◆ Problem to work on: Please pick out every line in the data below that contains the string "hair", and copy each one. Case counts.

****

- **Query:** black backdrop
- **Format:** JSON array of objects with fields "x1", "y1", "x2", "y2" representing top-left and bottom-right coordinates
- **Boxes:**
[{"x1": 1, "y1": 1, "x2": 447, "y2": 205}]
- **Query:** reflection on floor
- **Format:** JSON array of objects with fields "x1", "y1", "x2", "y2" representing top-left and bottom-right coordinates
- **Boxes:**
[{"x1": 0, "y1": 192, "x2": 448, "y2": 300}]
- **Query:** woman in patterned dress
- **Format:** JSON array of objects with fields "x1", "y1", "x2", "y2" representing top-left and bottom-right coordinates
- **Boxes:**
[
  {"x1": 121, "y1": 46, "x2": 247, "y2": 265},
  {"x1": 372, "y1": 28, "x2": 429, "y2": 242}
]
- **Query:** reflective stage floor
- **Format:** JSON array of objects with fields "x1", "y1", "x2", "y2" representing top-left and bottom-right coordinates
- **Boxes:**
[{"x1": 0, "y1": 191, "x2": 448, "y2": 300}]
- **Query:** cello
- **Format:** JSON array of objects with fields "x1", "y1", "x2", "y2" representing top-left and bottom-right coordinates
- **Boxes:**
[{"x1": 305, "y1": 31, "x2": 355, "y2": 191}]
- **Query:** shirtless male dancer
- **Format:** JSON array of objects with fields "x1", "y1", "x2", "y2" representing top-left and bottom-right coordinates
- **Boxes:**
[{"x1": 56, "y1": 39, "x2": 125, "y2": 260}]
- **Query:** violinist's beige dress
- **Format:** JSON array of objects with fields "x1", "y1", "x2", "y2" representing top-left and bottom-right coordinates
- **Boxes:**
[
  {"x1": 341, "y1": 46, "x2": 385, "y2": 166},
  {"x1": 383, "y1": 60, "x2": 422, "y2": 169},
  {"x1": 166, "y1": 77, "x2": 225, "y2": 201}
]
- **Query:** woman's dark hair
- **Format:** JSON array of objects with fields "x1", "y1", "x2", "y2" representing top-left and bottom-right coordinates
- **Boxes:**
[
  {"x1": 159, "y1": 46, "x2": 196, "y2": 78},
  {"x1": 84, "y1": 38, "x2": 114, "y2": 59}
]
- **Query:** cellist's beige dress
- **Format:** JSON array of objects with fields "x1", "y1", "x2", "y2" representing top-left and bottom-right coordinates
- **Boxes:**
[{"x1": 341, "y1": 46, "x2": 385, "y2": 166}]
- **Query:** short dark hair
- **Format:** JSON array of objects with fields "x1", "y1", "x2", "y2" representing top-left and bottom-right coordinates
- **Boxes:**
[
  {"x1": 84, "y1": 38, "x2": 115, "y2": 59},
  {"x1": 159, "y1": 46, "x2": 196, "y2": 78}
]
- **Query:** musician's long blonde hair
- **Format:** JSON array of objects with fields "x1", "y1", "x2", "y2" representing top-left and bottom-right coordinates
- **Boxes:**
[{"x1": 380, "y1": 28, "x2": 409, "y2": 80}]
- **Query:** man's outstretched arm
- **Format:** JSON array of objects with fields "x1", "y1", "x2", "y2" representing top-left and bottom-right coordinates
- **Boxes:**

****

◆ Complete answer:
- **Query:** woman's dark hair
- **Query:** short dark hair
- **Query:** musician's long blonde hair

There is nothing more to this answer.